▶ **Problem to work on**:
Answer these questions from the overdose awareness text, one per line:
1. On what date is International Overdose Awareness Day held each year?
2. What other name is given for Naloxone?
3. In what year did the South Carolina Overdose Prevention Act become law?

▶ **Reading text**:
◆ ◆ ◆

August 31 is International Overdose Awareness Day

International Overdose Awareness Day is held every year on August 31, as a day to create awareness about overdose and drug-related death. The day also acknowledges the grief felt by families and friends who have experienced the death of a loved one due to overdose.

Would you be able to recognize the signs and symptoms of an overdose?

According to the Harm Reduction Coalition, signs of an overdose include:

  • Loss of consciousness
  • Unresponsive to outside stimulus
  • Awake, but unable to talk
  • Breathing is very slow and shallow, erratic, or has stopped
  • Choking sounds, or a snore-like gurgling noise (sometimes called the “death rattle”)
  • Vomiting
  • Skin complexion changes (bluish purple for lighter skinned people and grayish or ashen for darker skinned people)
  • Face is very pale or clammy
  • Body is very limp
  • Fingernails and lips turn blue or purplish black
  • Pulse (heartbeat) is slow, erratic, or not there at all

What can you do if someone is suffering from an overdose?

Call 911 immediately. Emergency response personnel can save someone from overdosing by administering a dose of Naloxone. Naloxone, also known as Narcan, can be used to prevent and reverse an opioid overdose. Naloxone is a safe medication that counteracts the effects of an overdose. If a person is not suffering from an opioid overdose, the medication will not affect them.

After the South Carolina Overdose Prevention Act became law in 2015, DHEC, in collaboration with the Fifth Circuit Solicitor’s Office and South Carolina Department of Alcohol and Other Drug Abuse Services (DAODAS), created the Law Enforcement Officer Naloxone (LEON) program, which focuses on law enforcement officers who are frequently the first emergency responders to arrive on scene and response time is critical to saving lives. LEON’s goal is to provide comprehensive training to law enforcement agencies across South Carolina that focus on identification, treatment and reporting of drug overdoses attributed to opioids.

◆ ◆ ◆

▶ **Data block**:
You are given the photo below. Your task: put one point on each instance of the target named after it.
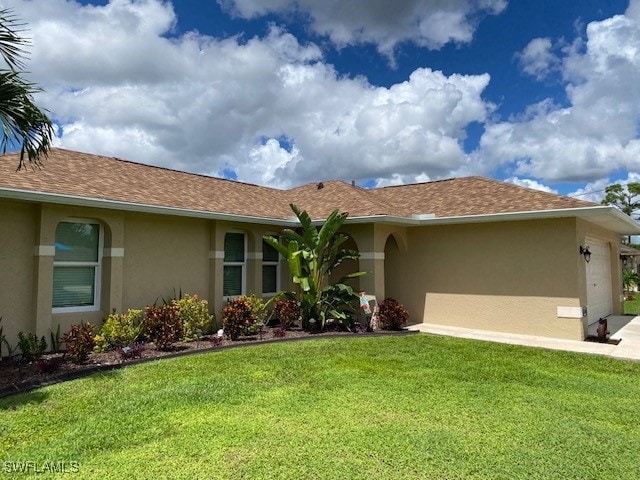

◆ ◆ ◆

▶ **Worked solution**:
1. August 31
2. Narcan
3. 2015